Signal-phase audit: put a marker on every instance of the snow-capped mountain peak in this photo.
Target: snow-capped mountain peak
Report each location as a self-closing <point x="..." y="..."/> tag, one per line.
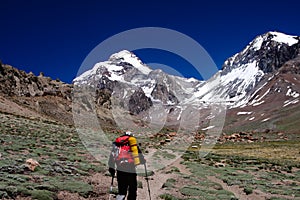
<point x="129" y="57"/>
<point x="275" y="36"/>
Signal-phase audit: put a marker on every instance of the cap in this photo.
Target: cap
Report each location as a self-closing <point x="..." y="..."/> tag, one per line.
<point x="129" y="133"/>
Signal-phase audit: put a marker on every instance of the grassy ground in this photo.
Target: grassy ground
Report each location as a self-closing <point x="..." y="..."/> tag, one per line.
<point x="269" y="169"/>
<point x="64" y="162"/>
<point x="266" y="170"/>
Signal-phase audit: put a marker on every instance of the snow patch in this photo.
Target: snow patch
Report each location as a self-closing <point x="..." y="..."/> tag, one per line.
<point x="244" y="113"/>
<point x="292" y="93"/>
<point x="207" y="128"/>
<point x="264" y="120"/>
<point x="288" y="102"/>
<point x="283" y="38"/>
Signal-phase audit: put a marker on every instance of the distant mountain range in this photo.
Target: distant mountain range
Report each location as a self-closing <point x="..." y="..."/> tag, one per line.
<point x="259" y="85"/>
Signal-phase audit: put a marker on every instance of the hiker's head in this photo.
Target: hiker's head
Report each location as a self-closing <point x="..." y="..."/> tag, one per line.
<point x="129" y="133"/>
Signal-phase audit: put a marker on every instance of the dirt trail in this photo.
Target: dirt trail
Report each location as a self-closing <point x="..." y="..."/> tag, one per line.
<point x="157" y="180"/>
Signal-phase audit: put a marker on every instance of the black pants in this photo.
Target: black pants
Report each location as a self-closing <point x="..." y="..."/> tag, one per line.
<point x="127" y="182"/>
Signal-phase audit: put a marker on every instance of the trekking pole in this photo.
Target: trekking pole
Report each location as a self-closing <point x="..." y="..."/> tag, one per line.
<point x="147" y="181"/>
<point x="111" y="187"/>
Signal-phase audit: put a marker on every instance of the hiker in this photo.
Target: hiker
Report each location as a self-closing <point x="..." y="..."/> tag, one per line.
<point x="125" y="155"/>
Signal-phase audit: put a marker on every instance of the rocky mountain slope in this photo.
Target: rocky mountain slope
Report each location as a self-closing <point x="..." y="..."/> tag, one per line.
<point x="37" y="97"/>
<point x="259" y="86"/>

...

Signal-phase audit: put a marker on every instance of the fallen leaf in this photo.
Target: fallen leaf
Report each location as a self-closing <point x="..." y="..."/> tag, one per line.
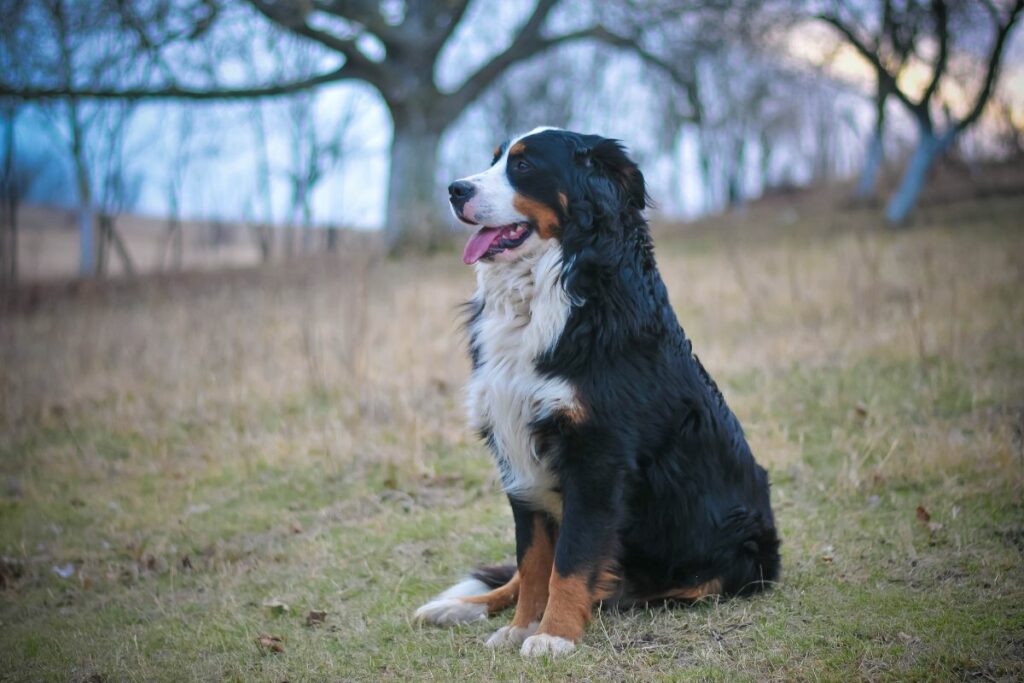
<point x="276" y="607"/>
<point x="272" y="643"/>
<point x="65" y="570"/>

---

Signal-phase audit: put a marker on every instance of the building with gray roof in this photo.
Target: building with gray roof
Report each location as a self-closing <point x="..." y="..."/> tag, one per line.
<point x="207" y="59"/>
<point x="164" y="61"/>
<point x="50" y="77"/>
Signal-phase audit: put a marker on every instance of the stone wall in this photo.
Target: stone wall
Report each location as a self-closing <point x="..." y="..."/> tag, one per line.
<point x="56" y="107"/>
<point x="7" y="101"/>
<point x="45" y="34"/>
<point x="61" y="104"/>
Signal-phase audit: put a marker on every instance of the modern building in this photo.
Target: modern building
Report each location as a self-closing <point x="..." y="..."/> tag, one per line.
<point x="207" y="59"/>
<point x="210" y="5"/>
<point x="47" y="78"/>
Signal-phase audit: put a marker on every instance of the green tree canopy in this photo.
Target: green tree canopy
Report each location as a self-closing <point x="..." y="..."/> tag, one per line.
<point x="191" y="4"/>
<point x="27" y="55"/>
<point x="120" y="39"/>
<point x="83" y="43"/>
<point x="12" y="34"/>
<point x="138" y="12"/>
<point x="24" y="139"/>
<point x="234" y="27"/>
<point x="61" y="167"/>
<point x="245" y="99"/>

[Task]:
How many lines of the material above contain the string "wall"? Case counts. Reply with the number alone.

[Output below]:
2